• Request:
Print every line of the material below verbatim, without any alteration.

▬▬▬

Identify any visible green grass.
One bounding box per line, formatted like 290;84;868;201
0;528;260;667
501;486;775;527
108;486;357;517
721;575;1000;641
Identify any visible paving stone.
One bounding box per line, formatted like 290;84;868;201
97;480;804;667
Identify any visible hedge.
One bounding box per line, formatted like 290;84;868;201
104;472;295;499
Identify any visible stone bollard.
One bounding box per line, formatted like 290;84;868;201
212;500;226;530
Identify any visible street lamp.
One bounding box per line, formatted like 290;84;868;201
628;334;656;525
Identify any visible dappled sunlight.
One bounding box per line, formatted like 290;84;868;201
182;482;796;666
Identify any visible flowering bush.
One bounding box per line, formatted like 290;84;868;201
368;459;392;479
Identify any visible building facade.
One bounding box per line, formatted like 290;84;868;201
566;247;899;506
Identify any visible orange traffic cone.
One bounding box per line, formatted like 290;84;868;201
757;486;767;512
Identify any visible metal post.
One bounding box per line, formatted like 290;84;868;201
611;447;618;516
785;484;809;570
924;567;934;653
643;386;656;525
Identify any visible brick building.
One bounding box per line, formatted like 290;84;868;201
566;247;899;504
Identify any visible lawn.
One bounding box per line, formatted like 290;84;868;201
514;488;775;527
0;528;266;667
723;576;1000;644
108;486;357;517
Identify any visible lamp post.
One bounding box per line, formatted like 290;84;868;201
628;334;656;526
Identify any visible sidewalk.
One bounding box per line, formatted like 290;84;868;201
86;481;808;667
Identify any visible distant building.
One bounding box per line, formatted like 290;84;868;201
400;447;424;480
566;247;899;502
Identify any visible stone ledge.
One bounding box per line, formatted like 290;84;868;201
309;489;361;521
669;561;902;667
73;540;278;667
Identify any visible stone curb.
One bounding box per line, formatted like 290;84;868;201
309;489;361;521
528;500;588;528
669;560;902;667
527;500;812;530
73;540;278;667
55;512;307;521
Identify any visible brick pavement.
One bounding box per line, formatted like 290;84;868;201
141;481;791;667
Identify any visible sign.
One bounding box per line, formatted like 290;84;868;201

▬▬▬

• The solution:
Identify any visible green grass.
One bounding box per line, formatted like 290;84;868;201
0;528;260;667
501;486;775;527
108;486;357;517
721;575;1000;641
Identify any visible paving stone.
One bounding box per line, formatted like 290;84;868;201
97;480;804;667
Identify any visible hedge.
One bounding box per line, formatted like 290;84;868;201
104;472;295;499
Identify any visible stone bollard.
One bounding box per line, formatted like 290;84;868;201
212;500;226;530
Identify any visible street lamp.
One bounding box per line, formatted like 290;84;868;201
628;334;656;525
Identify any visible dappled sunlight.
One bounding box per line, formatted like 290;84;868;201
182;482;796;666
Identify any visible flowering bush.
One bounding box per line, formatted like 290;84;868;201
368;459;392;479
Identify any visible building facade.
One bounding box per line, formatted like 290;84;868;201
566;247;899;506
Identify any visible orange traffic cone.
One bounding box per line, formatted like 290;84;868;201
757;486;767;512
Identify any visible metal post.
One bounding box per line, formatted like 290;84;868;201
611;447;618;516
785;484;809;570
924;567;934;653
643;386;656;525
Identify any visible brick building.
One bounding box per line, formatted like 290;84;868;201
566;247;899;504
Identify any visible lawn.
One bounding box per line, formatted like 290;84;868;201
514;488;775;527
0;528;266;667
723;576;1000;644
108;486;357;517
Identify any visible lamp post.
One bounding box per line, formatted like 290;84;868;201
628;334;656;526
Identify any visible sidewalk.
One bounding box per line, formatted like 290;84;868;201
86;481;808;667
Identify any visible distant building.
One bounding box per line, formatted like 290;84;868;201
400;447;424;480
566;247;899;502
Identify any visible stone ledge.
One bounding box per line, formatted like 290;84;868;201
309;489;361;521
669;561;902;667
73;540;278;667
Identify any visible stone curb.
One bounding box per line, formatted like 290;84;868;201
309;489;361;521
528;500;588;528
669;560;902;667
527;500;812;530
73;540;278;667
55;512;307;521
Identify any visible brick pavement.
One bounding box per line, formatted like 290;84;868;201
141;481;791;667
Identify any visible sign.
One bounding box per line, formatted like 290;84;868;201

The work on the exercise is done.